▶ [DIRECTIONS FOR THIS TASK] Set the entries below down again, please. Match them exactly.

(Collected data)
= Beginning of Section =

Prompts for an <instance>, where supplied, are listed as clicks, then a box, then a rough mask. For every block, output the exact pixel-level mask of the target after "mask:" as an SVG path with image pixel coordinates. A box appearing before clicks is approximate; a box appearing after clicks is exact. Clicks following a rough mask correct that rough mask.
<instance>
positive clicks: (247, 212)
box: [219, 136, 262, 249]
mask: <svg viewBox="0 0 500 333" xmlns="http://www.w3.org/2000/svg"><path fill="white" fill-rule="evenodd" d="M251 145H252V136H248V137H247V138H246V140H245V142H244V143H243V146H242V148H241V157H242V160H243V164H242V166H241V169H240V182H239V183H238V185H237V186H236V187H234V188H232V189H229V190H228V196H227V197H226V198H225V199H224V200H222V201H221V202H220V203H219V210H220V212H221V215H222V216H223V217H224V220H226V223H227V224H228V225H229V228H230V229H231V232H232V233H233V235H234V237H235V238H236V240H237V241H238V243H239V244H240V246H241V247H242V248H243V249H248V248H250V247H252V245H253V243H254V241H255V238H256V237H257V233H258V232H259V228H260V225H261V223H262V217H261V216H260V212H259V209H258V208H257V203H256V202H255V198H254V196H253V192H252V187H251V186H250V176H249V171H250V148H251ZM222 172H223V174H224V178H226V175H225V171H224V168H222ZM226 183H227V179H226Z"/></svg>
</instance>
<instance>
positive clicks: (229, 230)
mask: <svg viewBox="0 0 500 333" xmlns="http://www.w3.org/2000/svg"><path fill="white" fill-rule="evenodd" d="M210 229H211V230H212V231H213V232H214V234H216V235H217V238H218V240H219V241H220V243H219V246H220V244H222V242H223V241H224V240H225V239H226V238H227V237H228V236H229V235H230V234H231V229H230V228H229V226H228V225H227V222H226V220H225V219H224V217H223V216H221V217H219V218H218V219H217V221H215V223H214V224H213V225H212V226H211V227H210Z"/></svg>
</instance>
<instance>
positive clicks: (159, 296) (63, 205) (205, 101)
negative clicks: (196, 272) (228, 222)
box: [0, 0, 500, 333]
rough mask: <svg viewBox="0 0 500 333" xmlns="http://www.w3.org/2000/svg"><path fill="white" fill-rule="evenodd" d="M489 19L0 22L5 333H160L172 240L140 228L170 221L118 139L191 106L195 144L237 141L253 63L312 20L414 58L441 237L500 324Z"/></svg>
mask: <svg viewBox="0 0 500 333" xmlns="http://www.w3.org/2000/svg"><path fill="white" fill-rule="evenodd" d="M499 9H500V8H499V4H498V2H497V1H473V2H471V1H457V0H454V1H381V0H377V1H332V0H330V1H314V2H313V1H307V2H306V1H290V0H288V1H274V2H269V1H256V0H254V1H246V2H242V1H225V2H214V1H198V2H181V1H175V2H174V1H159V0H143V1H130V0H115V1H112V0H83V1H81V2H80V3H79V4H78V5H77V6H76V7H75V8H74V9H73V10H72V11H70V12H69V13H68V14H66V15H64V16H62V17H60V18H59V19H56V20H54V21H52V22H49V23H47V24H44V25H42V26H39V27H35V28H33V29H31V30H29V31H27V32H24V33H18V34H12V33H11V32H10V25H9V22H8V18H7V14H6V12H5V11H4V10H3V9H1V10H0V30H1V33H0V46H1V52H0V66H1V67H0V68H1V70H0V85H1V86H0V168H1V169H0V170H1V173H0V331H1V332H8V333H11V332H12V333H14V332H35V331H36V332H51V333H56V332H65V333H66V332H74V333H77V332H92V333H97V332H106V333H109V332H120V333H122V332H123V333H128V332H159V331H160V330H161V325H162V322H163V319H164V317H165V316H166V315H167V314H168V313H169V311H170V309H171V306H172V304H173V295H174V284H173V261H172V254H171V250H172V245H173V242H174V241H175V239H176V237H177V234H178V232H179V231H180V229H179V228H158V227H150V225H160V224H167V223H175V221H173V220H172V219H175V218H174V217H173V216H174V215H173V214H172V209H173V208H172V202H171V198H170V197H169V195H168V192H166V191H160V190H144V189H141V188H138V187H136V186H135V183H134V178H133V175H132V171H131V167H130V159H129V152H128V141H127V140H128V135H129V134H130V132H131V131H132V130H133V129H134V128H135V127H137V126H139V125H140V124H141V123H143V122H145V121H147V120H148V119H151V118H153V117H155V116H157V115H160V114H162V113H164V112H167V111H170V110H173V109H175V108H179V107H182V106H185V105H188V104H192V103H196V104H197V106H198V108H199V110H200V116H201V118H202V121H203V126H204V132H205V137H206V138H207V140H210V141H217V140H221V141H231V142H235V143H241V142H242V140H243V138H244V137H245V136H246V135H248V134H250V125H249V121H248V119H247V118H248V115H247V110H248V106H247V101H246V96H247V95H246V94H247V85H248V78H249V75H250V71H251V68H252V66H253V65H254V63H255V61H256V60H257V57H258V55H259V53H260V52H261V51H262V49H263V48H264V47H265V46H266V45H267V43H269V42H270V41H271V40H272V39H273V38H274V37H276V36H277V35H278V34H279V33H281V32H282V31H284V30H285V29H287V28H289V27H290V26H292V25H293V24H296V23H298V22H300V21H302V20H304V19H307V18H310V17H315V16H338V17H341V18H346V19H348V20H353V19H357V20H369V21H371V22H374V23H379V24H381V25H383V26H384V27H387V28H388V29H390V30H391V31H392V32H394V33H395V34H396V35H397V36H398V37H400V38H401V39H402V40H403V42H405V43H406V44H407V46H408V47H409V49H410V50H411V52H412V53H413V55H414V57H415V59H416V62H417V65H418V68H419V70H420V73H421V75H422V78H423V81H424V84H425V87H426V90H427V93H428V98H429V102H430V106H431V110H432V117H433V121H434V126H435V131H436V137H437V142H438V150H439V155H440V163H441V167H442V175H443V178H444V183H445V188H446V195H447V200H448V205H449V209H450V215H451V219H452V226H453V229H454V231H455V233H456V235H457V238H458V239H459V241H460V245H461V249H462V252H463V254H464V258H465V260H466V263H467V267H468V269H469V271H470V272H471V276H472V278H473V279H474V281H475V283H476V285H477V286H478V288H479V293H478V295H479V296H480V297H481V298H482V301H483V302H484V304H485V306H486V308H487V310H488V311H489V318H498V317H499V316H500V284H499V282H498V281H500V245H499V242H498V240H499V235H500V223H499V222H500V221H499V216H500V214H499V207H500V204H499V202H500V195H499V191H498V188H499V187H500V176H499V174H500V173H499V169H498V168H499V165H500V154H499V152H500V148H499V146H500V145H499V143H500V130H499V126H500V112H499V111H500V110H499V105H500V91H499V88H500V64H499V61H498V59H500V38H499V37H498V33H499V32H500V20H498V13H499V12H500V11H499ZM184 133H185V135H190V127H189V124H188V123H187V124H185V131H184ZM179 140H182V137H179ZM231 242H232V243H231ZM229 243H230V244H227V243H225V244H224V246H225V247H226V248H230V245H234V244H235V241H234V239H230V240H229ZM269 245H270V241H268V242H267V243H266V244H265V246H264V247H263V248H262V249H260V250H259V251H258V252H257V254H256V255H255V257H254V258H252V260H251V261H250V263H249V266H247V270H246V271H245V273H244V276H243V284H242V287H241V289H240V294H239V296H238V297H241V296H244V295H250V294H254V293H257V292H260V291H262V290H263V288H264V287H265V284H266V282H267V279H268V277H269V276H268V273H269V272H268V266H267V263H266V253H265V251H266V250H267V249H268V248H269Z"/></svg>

= End of Section =

▶ [EXERCISE RESPONSE]
Prompts for an <instance>, where supplied, are listed as clicks, then a box, then a rough mask. For every block, output the exact pixel-level mask of the target after "mask:" as an SVG path with image pixel coordinates. A box appearing before clicks is approximate; a box appearing after clicks is exact. Clicks following a rough mask correct that rough mask.
<instance>
positive clicks: (247, 212)
box: [219, 136, 262, 249]
mask: <svg viewBox="0 0 500 333" xmlns="http://www.w3.org/2000/svg"><path fill="white" fill-rule="evenodd" d="M251 145H252V136H248V137H247V138H246V140H245V142H244V143H243V146H242V148H241V157H242V160H243V164H242V166H241V169H240V182H239V183H238V185H237V186H236V187H234V188H232V189H229V190H228V196H227V197H226V198H225V199H224V200H222V201H221V202H220V203H219V210H220V212H221V215H222V216H223V217H224V220H226V223H227V224H228V225H229V228H230V229H231V232H232V233H233V235H234V237H235V238H236V240H237V241H238V243H239V244H240V246H241V247H242V248H243V249H248V248H250V247H252V245H253V243H254V241H255V238H256V237H257V233H258V232H259V228H260V225H261V223H262V217H261V216H260V212H259V209H258V208H257V203H256V202H255V198H254V196H253V192H252V187H251V186H250V176H249V171H250V148H251ZM222 172H223V174H224V178H226V175H225V171H224V168H222ZM226 183H227V179H226Z"/></svg>
</instance>
<instance>
positive clicks: (229, 230)
mask: <svg viewBox="0 0 500 333" xmlns="http://www.w3.org/2000/svg"><path fill="white" fill-rule="evenodd" d="M210 229H211V230H212V231H213V232H214V234H216V235H217V238H218V240H219V241H220V243H219V246H220V244H222V242H223V241H224V240H225V239H226V238H227V237H228V236H229V235H230V234H231V229H230V228H229V226H228V225H227V222H226V220H225V219H224V217H223V216H221V217H219V218H218V219H217V221H215V223H214V224H213V225H212V226H211V227H210Z"/></svg>
</instance>
<instance>
positive clicks: (159, 296) (63, 205) (205, 101)
negative clicks: (196, 272) (228, 222)
box: [0, 0, 500, 333]
rough mask: <svg viewBox="0 0 500 333" xmlns="http://www.w3.org/2000/svg"><path fill="white" fill-rule="evenodd" d="M489 19L0 22L5 333H160L172 240L140 228L170 221L118 139L191 106L195 144L237 141L253 63L312 20L414 58L441 237L500 324Z"/></svg>
mask: <svg viewBox="0 0 500 333" xmlns="http://www.w3.org/2000/svg"><path fill="white" fill-rule="evenodd" d="M499 9H500V8H499V4H498V2H497V1H473V2H471V1H457V0H454V1H381V0H377V1H332V0H330V1H314V2H313V1H307V2H306V1H290V0H288V1H274V2H269V1H256V0H254V1H246V2H242V1H225V2H214V1H198V2H181V1H175V2H174V1H159V0H143V1H130V0H115V1H112V0H83V1H81V2H80V3H79V4H78V5H77V6H76V7H75V8H74V9H73V10H72V11H70V12H69V13H68V14H66V15H64V16H62V17H60V18H59V19H56V20H54V21H52V22H49V23H47V24H44V25H42V26H39V27H35V28H33V29H31V30H29V31H27V32H24V33H18V34H12V33H11V32H10V25H9V22H8V18H7V14H6V12H5V11H4V10H3V9H1V10H0V30H1V33H0V46H1V52H0V66H1V67H0V68H1V70H0V85H1V86H0V168H1V169H0V170H1V173H0V331H1V332H8V333H11V332H12V333H14V332H35V331H36V332H51V333H56V332H65V333H66V332H74V333H77V332H92V333H97V332H106V333H109V332H120V333H122V332H123V333H128V332H159V331H160V330H161V325H162V322H163V319H164V317H165V316H166V315H167V314H168V313H169V311H170V309H171V306H172V304H173V295H174V284H173V261H172V254H171V250H172V245H173V242H174V241H175V239H176V237H177V234H178V232H179V231H180V229H179V228H158V227H150V225H160V224H167V223H175V221H173V220H172V219H175V218H174V217H173V216H174V215H173V214H172V209H173V208H172V202H171V198H170V197H169V195H168V192H166V191H160V190H144V189H141V188H138V187H136V186H135V183H134V178H133V175H132V171H131V167H130V159H129V152H128V141H127V140H128V135H129V134H130V132H131V131H132V130H133V129H134V128H135V127H137V126H139V125H140V124H141V123H143V122H145V121H147V120H148V119H151V118H153V117H155V116H157V115H160V114H162V113H164V112H167V111H170V110H173V109H175V108H179V107H182V106H185V105H188V104H192V103H196V104H197V106H198V108H199V110H200V116H201V118H202V121H203V126H204V132H205V137H206V138H207V140H210V141H217V140H221V141H231V142H235V143H241V142H242V140H243V138H244V137H245V136H246V135H248V134H250V125H249V121H248V119H247V118H248V115H247V110H248V106H247V101H246V96H247V95H246V94H247V85H248V78H249V75H250V71H251V68H252V66H253V65H254V63H255V61H256V60H257V57H258V55H259V53H260V52H261V51H262V49H263V48H264V47H265V46H266V45H267V43H269V42H270V41H271V40H272V39H273V38H274V37H276V36H277V35H278V34H279V33H281V32H282V31H284V30H285V29H287V28H289V27H290V26H292V25H293V24H296V23H298V22H300V21H302V20H304V19H307V18H310V17H315V16H338V17H341V18H346V19H348V20H353V19H357V20H369V21H371V22H374V23H379V24H381V25H383V26H384V27H387V28H388V29H390V30H391V31H392V32H394V33H395V34H396V35H397V36H398V37H400V38H401V39H402V40H403V42H405V43H406V44H407V46H408V47H409V49H410V50H411V52H412V53H413V55H414V57H415V59H416V62H417V65H418V68H419V70H420V73H421V75H422V78H423V81H424V84H425V87H426V90H427V93H428V98H429V102H430V106H431V110H432V117H433V121H434V126H435V131H436V137H437V142H438V150H439V155H440V163H441V167H442V175H443V178H444V183H445V188H446V195H447V200H448V205H449V209H450V215H451V219H452V226H453V229H454V231H455V233H456V235H457V238H458V239H459V241H460V245H461V249H462V252H463V254H464V258H465V260H466V263H467V267H468V269H469V271H470V272H471V276H472V278H473V279H474V281H475V283H476V285H477V286H478V288H479V293H478V295H479V296H480V297H481V298H482V301H483V302H484V304H485V306H486V308H487V310H488V311H489V318H498V317H499V316H500V284H499V282H498V281H500V245H499V242H498V240H499V235H500V223H499V222H500V221H499V216H500V214H499V207H500V204H499V202H500V195H499V191H498V188H499V187H500V176H499V174H500V173H499V169H498V168H499V165H500V154H499V152H500V148H499V146H500V145H499V143H500V130H499V126H500V112H499V111H500V110H499V105H500V91H499V88H500V64H499V61H498V59H500V38H499V37H498V33H499V32H500V20H498V13H499V12H500V11H499ZM184 133H185V135H190V127H189V124H188V123H187V124H185V131H184ZM179 140H182V137H179ZM231 242H232V243H231ZM229 243H230V244H227V243H225V244H224V246H225V247H226V248H230V245H234V244H235V241H234V239H230V240H229ZM269 245H270V241H268V242H267V243H266V244H265V246H264V247H263V248H262V249H260V250H259V251H258V252H257V254H256V255H255V257H254V258H252V260H251V261H250V263H249V266H247V270H246V271H245V273H244V276H243V284H242V287H241V289H240V294H239V296H238V297H241V296H244V295H250V294H254V293H257V292H260V291H262V290H263V288H264V287H265V284H266V282H267V279H268V277H269V276H268V273H269V272H268V266H267V263H266V253H265V251H266V250H267V249H268V248H269Z"/></svg>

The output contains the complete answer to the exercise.